Task brief
What is needed is an exact copy of the entries below, from the line that contains "Target: stone arch bridge" through the final line, both included, and nothing else.
##############################
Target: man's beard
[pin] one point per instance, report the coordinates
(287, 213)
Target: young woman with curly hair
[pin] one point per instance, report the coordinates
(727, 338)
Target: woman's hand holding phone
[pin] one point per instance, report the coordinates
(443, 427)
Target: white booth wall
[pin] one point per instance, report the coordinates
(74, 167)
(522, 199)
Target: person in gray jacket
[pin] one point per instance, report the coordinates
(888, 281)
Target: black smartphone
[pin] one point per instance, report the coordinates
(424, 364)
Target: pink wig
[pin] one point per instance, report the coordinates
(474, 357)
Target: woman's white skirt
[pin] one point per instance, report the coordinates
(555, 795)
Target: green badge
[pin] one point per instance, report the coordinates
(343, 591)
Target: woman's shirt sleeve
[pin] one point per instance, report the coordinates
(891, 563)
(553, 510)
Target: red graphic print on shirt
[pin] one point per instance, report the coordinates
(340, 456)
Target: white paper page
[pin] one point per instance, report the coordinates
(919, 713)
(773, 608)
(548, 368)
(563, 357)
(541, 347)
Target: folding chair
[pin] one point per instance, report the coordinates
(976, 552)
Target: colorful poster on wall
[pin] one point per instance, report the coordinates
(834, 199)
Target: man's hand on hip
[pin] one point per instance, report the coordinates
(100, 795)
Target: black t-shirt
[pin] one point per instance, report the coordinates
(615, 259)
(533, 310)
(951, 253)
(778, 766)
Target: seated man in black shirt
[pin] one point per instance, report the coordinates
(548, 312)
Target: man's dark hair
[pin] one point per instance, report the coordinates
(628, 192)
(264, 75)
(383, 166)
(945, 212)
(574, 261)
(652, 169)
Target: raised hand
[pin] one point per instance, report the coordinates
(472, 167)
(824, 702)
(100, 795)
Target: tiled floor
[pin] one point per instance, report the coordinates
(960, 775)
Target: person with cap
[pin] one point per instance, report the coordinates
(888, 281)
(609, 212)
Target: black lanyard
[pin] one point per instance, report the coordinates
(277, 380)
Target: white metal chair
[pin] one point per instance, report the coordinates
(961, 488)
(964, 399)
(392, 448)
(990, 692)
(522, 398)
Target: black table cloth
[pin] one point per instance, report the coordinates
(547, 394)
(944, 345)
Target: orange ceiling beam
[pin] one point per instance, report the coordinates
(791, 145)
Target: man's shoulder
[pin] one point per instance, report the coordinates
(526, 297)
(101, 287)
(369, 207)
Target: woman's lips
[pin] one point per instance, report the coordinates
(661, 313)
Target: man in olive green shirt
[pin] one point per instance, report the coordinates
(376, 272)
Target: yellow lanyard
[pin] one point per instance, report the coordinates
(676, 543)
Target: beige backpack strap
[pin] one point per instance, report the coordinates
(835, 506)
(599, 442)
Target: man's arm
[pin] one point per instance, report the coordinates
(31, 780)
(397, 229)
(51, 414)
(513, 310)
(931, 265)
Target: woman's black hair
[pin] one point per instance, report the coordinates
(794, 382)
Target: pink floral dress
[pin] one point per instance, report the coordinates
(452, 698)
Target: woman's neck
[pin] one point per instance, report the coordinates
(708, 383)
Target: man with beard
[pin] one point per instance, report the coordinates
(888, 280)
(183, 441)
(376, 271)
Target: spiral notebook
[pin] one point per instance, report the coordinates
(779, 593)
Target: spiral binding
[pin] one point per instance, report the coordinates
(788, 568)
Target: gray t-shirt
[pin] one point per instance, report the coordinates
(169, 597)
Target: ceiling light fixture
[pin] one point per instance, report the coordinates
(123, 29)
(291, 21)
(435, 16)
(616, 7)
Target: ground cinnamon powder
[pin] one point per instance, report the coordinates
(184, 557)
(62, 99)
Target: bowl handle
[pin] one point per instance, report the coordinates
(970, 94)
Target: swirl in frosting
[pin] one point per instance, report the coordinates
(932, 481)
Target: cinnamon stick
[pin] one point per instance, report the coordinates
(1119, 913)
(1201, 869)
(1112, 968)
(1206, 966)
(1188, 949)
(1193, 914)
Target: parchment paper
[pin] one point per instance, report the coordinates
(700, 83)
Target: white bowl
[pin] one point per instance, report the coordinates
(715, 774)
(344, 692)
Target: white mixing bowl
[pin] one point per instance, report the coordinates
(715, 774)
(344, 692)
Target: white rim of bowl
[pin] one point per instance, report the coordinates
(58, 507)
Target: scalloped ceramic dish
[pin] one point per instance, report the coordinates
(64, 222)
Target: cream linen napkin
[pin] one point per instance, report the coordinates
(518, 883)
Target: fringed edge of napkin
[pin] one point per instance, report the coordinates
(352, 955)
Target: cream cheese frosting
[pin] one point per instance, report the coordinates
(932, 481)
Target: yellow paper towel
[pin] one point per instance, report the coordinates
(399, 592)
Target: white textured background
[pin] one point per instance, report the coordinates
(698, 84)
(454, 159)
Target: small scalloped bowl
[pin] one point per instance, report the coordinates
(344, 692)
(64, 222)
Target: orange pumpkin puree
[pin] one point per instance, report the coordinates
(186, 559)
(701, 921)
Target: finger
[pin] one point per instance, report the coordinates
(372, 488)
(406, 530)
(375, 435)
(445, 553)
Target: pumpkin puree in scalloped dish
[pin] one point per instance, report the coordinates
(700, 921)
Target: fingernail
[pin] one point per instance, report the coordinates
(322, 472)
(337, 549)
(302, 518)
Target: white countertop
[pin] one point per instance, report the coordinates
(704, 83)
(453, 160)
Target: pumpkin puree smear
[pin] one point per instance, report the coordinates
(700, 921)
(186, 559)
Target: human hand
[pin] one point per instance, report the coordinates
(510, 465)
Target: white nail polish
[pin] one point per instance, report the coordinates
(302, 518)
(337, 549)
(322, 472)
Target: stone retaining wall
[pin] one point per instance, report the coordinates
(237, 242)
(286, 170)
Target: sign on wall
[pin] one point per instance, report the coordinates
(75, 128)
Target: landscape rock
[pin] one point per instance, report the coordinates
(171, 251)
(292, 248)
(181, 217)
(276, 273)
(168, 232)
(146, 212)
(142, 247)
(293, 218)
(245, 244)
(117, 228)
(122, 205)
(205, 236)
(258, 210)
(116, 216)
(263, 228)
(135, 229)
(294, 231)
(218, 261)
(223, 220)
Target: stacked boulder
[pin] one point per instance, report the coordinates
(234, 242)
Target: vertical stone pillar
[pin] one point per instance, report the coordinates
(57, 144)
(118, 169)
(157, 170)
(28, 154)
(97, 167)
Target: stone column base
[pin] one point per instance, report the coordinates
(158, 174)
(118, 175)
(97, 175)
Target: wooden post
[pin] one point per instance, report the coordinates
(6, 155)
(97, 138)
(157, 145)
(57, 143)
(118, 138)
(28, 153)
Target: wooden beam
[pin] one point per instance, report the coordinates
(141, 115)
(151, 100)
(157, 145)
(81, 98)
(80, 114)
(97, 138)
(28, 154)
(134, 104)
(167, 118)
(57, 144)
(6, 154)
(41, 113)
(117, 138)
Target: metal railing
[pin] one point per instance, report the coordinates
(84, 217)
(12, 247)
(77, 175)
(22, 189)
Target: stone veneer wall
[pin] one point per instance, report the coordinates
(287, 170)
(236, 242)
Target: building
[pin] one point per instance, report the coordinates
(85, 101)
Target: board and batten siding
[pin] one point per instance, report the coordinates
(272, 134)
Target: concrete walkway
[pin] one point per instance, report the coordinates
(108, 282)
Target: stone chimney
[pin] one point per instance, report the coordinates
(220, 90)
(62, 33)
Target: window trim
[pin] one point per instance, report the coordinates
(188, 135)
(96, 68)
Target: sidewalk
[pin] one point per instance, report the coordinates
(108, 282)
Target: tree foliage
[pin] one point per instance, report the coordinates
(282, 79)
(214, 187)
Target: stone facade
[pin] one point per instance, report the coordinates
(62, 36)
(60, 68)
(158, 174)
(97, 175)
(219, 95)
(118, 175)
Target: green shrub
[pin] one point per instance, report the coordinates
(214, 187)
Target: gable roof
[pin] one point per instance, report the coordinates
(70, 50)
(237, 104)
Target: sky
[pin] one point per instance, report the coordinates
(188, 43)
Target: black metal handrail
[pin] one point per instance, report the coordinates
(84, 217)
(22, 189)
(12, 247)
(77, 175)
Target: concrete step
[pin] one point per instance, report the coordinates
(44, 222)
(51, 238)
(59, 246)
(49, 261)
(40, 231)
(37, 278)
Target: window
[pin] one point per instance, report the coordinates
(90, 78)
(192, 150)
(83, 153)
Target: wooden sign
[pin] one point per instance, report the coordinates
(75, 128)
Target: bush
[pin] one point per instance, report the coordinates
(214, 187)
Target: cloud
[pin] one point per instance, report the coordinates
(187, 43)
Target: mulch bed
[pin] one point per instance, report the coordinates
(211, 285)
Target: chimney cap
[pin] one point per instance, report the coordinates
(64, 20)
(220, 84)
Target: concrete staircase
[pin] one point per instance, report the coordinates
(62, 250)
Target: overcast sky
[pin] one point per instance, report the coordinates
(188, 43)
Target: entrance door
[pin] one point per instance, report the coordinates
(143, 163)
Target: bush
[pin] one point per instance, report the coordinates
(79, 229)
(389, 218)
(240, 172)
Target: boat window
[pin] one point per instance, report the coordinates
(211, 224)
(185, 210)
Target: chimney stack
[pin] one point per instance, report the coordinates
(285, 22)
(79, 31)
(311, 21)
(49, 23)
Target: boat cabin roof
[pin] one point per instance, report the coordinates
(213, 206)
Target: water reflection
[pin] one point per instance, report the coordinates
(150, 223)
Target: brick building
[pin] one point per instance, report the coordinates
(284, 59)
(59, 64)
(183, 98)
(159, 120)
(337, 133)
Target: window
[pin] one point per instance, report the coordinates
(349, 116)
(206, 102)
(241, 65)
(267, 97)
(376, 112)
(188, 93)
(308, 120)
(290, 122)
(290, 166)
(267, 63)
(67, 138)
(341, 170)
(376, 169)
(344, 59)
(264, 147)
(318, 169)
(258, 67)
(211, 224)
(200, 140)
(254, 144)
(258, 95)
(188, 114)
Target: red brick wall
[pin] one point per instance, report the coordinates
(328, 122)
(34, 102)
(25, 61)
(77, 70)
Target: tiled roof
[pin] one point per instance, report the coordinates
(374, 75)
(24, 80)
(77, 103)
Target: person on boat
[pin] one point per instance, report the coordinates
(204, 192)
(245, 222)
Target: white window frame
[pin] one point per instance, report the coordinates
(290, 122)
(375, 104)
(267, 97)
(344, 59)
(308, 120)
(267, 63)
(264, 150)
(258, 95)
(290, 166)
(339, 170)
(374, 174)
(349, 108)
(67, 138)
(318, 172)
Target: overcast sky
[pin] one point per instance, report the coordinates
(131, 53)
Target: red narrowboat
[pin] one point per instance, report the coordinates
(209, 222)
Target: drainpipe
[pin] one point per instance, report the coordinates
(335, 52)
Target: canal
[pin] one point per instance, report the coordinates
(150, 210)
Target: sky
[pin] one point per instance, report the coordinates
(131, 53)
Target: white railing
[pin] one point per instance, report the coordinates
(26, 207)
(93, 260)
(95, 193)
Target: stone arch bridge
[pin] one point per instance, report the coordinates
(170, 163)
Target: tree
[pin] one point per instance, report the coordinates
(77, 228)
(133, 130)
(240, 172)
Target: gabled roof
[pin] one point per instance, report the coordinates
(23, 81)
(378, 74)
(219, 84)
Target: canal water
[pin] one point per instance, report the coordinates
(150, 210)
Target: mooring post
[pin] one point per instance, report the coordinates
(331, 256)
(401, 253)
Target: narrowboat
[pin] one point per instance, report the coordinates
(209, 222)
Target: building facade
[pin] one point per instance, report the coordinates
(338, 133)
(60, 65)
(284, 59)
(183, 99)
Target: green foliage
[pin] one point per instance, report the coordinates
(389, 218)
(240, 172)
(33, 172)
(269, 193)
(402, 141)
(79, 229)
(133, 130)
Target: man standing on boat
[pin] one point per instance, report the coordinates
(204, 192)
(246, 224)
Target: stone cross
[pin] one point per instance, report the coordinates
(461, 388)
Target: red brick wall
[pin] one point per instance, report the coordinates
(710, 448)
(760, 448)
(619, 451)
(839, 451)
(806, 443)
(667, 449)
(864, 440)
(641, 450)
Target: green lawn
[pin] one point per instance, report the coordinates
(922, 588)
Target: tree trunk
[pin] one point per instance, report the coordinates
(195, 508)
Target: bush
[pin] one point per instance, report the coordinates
##############################
The completed task
Target: stone arch bridge
[pin] one point per instance, report the coordinates
(170, 163)
Target: tree
[pin] one point per instance, report the coordinates
(77, 228)
(133, 130)
(240, 172)
Target: gabled roof
[pin] one point per instance, report the coordinates
(23, 81)
(378, 74)
(219, 84)
Target: canal water
[pin] one point per instance, report the coordinates
(150, 210)
Target: mooring post
[pin] one point per instance, report the coordinates
(331, 256)
(401, 253)
Target: narrowboat
[pin] one point per instance, report the coordinates
(209, 222)
Target: building facade
[pin] one point per instance, report the coordinates
(338, 133)
(60, 65)
(284, 59)
(183, 99)
Target: green foliage
[pin] one point per instance, report the coordinates
(389, 218)
(240, 172)
(33, 172)
(269, 193)
(402, 141)
(79, 229)
(133, 130)
Target: man standing on boat
[pin] one point per instance, report the coordinates
(204, 192)
(246, 224)
Target: stone cross
[pin] one point per instance, report the coordinates
(461, 388)
Target: red brick wall
[pin] one point per instance, report the coordinates
(710, 448)
(760, 448)
(619, 451)
(839, 451)
(806, 443)
(667, 449)
(864, 440)
(641, 450)
Target: green lawn
[pin] one point per instance, report the coordinates
(922, 588)
Target: tree trunk
[pin] one point per instance, report the coordinates
(195, 508)
Target: bush
[pin] one point per instance, report the coordinates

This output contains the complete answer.